··· Data rows ···

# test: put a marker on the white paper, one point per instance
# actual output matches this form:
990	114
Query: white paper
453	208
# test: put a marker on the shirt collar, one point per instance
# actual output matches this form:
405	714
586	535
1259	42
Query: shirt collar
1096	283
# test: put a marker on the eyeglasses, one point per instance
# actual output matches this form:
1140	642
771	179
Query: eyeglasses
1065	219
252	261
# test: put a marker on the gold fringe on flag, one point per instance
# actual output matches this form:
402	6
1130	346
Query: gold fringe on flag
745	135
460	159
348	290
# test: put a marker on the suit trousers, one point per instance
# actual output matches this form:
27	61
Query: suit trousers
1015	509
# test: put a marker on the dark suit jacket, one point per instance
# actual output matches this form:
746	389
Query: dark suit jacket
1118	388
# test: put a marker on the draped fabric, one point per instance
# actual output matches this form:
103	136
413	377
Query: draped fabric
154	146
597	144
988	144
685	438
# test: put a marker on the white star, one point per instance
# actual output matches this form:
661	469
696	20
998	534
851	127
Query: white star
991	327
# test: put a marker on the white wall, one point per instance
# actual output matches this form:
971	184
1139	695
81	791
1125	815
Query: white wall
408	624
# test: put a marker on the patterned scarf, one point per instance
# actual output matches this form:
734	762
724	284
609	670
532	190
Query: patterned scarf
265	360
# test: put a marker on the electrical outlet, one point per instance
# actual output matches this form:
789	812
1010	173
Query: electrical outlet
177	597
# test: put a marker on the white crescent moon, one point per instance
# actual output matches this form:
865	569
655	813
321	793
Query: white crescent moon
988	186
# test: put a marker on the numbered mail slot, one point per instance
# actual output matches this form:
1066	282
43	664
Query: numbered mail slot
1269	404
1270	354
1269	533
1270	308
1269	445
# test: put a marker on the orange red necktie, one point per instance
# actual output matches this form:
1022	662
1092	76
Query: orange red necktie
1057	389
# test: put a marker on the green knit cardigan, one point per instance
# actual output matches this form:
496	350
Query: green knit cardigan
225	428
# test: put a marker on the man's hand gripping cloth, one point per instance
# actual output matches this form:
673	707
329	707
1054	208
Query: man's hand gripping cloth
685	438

···

_What to do_: The whole listing above needs to be written out again exactly.

_Solution to this problem_:
# test: put a marker on the white paper, one point per instance
# actual output matches this form:
990	114
Query: white paper
453	208
# test: put a marker on the shirt collar, one point per instance
# actual output matches this form:
405	714
586	535
1259	42
Query: shirt collar
1096	283
# test: put a marker on the eyeglasses, one point per instance
# actual output matches this form:
1140	642
771	179
Query: eyeglasses
1065	219
252	261
# test: put a marker on the gold fringe on flag, one point per instance
# actual output matches this form:
402	6
1130	346
Query: gold fringe on flag
745	135
460	159
348	290
# test: put a marker on the suit trousers, one point per instance
# actual output matches this form:
27	61
Query: suit trousers
1015	509
# test: put a marker on the dark suit jacket, one point per instance
# actual output matches this form:
746	389
Query: dark suit jacket
1118	388
# test: put a marker on the draped fabric, one point per instance
# actual output matches this form:
103	136
413	377
Query: draped fabric
154	146
597	144
988	144
685	438
# test: put a marker on the white star, one point per instance
# actual output matches this form:
661	469
696	20
998	534
851	127
Query: white star
991	327
# test: put a marker on the white wall, one point per instance
# actual output matches this form:
971	184
1139	695
81	791
1125	815
Query: white wall
408	624
# test: put a marker on the patterned scarf, one point per instance
# actual output matches this form:
734	762
724	284
609	670
532	190
Query: patterned scarf
265	360
# test: put a marker on the electrical outlet, one point per instance
# actual output matches this form:
789	812
1010	173
Query: electrical outlet
177	597
# test: put a marker on the white crescent moon, one point per instance
# actual output matches this form:
865	569
655	813
321	793
Query: white crescent moon
988	186
# test: put a marker on the numbered mail slot, one point per instance
# actual output matches this form:
1066	282
43	664
Query: numbered mail slot
1269	404
1270	354
1269	533
1270	308
1269	445
# test: put a marker on the orange red necktie, one point per instance
# actual output matches this form:
1022	662
1092	76
Query: orange red necktie
1057	389
# test: put a marker on the green knit cardigan, one point per instance
# actual output matches this form:
496	350
Query: green knit cardigan
225	428
# test: put a marker on the man's hand gripping cloth, one point per instance
# actual output matches this form:
673	707
329	707
1054	208
Query: man's hand gripping cloth
685	438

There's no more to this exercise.